• Task:
Copy out each line of the material in which the word "curly" can be found.
[Opening Records to use section]
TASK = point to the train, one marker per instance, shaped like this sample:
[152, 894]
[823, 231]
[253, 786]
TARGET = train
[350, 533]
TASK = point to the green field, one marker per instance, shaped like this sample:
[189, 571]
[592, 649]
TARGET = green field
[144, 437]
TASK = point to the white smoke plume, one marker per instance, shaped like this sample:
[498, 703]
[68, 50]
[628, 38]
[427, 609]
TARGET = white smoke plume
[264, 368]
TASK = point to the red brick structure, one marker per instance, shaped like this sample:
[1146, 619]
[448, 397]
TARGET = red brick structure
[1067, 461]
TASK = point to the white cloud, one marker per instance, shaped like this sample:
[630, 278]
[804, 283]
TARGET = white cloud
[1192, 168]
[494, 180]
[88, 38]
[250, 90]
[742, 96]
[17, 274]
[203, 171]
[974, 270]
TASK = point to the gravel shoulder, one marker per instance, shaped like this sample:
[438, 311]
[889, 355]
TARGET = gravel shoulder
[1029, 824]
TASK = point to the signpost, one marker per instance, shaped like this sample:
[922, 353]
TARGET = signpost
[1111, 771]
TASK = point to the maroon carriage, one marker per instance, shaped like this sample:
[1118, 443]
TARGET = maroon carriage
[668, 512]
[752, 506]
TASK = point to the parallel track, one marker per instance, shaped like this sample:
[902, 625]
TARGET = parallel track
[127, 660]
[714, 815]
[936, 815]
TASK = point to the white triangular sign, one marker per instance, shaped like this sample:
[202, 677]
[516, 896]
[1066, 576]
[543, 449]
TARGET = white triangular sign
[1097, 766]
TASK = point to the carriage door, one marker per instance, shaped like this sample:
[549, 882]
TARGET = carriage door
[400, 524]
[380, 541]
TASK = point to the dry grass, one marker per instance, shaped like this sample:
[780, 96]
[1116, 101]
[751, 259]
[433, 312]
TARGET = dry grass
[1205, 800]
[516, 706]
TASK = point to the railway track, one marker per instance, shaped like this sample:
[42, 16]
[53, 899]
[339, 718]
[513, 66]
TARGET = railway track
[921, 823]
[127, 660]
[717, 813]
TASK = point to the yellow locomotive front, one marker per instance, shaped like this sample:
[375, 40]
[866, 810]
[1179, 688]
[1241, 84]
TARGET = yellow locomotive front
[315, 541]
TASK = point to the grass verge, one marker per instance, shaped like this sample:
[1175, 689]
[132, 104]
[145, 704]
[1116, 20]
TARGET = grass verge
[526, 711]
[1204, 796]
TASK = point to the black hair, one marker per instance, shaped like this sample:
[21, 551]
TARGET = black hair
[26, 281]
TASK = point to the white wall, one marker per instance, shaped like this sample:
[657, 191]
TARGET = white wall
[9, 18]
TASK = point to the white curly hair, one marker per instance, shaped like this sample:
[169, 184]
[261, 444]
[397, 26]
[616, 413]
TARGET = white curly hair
[Closing Records to use section]
• Solution to the exercise:
TASK = point to the white curly hair, one marker per instance, shaped like this sample:
TARGET = white curly hair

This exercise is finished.